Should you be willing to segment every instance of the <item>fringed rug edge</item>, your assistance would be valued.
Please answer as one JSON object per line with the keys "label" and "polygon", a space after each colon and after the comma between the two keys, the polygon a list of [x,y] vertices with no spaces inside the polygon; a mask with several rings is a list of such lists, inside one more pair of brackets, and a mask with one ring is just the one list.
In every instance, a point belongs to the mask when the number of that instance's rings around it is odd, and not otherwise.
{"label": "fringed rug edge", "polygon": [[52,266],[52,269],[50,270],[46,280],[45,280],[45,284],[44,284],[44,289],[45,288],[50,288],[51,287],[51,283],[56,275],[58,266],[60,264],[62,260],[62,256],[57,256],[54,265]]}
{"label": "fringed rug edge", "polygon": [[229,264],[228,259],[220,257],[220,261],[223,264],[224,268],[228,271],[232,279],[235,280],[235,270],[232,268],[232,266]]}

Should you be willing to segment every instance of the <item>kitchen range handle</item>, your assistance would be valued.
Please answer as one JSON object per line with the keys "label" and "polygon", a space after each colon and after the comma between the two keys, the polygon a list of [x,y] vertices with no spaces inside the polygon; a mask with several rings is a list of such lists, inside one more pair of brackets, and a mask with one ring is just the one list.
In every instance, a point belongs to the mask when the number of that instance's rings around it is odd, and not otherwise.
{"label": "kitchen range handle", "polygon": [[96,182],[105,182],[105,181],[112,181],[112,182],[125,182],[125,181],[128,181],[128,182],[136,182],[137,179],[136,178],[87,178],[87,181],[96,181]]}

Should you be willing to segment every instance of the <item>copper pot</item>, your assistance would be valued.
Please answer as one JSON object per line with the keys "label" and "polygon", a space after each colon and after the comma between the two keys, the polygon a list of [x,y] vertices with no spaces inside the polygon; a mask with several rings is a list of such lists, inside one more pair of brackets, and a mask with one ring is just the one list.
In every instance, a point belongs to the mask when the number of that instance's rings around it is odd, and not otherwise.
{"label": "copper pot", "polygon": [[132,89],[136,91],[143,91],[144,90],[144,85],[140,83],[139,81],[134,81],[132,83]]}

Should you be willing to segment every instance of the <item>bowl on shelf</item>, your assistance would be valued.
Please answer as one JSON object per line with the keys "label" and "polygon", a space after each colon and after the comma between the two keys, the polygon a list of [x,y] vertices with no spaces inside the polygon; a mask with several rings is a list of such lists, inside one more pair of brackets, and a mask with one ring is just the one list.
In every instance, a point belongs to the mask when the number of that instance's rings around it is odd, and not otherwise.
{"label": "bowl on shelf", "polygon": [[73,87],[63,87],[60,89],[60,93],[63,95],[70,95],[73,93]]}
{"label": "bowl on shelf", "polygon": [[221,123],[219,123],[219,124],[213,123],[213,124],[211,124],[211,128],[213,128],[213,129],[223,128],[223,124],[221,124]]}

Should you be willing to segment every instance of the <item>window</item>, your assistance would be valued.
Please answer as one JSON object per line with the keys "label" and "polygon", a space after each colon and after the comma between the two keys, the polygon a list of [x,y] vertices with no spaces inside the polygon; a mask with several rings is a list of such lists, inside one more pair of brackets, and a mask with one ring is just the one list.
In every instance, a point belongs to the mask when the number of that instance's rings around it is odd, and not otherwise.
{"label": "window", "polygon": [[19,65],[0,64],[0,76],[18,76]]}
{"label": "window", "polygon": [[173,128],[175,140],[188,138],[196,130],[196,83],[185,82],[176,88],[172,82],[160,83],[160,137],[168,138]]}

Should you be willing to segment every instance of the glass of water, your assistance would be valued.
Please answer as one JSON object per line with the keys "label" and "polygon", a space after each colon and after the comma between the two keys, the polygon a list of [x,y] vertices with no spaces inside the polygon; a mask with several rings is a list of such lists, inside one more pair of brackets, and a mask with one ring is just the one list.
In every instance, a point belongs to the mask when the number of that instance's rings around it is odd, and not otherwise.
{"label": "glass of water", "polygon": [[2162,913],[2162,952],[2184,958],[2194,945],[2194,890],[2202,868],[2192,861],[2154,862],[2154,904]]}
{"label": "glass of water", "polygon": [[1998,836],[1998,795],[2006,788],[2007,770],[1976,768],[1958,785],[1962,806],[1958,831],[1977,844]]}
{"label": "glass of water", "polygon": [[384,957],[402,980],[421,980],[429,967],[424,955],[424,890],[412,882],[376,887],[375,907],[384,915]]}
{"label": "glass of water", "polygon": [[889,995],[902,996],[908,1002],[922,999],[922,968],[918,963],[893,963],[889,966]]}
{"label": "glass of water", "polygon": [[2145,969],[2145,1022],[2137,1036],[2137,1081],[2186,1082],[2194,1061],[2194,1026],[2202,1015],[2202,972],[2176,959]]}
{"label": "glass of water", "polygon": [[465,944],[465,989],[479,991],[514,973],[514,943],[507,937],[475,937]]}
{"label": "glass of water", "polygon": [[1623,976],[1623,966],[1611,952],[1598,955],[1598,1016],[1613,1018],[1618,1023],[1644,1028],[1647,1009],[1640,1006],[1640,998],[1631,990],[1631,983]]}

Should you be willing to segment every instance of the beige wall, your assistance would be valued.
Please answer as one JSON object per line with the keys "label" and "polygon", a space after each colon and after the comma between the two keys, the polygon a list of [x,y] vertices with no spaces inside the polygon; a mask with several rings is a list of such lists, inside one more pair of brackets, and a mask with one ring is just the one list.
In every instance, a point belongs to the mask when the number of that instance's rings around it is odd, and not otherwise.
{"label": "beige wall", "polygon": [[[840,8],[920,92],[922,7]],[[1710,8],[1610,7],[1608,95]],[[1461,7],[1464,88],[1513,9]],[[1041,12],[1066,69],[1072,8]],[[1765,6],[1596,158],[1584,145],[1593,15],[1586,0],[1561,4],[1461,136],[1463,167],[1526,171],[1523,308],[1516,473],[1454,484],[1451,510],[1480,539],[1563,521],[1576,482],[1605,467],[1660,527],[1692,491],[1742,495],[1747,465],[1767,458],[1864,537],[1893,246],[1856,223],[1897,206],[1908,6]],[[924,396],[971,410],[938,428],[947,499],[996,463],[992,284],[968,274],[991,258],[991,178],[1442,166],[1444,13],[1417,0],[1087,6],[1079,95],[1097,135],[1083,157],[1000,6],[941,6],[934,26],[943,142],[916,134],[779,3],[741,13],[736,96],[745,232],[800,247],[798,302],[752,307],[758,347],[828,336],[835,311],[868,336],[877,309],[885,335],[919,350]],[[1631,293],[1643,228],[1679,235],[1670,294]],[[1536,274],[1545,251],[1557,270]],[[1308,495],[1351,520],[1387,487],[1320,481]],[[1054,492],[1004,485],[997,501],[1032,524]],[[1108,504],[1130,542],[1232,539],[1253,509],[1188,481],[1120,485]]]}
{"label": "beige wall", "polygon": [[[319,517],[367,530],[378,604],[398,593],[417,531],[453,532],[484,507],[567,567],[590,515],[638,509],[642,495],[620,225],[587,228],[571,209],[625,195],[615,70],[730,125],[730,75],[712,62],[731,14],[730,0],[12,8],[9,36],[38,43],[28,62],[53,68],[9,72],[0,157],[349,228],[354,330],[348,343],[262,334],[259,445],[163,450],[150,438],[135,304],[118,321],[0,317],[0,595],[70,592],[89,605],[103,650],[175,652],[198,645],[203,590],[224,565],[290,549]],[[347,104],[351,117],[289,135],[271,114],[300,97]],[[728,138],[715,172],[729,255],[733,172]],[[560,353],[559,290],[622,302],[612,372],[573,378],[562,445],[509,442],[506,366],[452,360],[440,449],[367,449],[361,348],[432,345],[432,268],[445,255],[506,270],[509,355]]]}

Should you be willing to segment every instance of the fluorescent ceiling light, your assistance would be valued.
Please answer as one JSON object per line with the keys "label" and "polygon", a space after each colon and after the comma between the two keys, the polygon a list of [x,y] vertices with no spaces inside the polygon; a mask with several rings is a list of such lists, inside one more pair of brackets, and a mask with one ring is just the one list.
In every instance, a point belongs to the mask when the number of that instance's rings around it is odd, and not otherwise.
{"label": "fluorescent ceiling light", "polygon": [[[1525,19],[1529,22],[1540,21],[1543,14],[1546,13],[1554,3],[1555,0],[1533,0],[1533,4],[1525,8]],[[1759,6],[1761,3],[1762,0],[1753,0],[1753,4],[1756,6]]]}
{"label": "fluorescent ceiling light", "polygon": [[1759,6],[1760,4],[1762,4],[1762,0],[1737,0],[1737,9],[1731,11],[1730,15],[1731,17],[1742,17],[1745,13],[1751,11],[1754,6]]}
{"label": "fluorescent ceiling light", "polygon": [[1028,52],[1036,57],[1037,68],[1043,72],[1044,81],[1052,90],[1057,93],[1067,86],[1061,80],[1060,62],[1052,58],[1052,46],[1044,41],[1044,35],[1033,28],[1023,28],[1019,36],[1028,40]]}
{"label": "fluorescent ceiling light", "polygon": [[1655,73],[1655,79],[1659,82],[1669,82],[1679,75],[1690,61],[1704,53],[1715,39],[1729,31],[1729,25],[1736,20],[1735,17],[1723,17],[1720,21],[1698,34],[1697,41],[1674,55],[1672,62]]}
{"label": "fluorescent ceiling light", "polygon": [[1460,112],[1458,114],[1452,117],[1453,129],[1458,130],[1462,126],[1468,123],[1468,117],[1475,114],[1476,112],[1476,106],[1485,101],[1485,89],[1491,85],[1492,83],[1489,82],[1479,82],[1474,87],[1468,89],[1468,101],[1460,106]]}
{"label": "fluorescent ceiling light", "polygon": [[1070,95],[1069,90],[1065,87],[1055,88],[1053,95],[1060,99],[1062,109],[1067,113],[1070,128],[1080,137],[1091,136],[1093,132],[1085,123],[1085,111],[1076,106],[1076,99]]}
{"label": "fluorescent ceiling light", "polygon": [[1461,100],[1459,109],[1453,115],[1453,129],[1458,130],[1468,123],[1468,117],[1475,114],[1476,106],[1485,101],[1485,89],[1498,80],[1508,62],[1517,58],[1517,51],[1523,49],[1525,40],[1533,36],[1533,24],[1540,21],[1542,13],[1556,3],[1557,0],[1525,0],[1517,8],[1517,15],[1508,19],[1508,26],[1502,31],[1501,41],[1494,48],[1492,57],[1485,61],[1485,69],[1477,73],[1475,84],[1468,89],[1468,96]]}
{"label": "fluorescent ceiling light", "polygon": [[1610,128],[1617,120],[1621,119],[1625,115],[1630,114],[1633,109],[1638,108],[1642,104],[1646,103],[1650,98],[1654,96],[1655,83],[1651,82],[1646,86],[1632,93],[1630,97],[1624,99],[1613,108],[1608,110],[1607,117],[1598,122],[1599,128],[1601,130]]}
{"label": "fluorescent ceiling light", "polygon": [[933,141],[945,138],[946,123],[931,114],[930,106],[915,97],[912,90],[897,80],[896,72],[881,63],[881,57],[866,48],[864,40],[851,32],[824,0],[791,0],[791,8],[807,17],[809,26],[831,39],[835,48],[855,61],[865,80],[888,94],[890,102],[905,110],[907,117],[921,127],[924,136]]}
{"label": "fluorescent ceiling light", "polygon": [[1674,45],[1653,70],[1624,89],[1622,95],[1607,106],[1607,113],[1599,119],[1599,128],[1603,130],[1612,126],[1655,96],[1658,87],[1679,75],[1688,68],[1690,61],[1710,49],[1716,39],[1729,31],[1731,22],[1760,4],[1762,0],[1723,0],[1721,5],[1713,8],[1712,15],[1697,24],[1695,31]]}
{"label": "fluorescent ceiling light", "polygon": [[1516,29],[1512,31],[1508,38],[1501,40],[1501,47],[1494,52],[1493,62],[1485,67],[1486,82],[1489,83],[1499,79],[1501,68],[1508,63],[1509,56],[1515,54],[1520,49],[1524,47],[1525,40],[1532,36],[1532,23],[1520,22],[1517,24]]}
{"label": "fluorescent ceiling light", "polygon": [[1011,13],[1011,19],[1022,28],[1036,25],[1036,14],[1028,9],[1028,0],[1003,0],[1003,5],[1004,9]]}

= = = =

- _ASSIGNMENT_: Find every line in the records above that contains the word "item", and copy each one.

- _FINAL ANSWER_:
Should you be willing to segment every instance of the <item>fringed rug edge</item>, your assistance would be valued.
Should you be willing to segment every instance of the <item>kitchen range handle</item>, your assistance would be valued.
Should you be willing to segment every instance of the <item>copper pot</item>, your assistance would be valued.
Should you be willing to segment every instance of the <item>bowl on shelf</item>, your assistance would be valued.
Should you be willing to segment every instance of the <item>window</item>, your assistance would be valued.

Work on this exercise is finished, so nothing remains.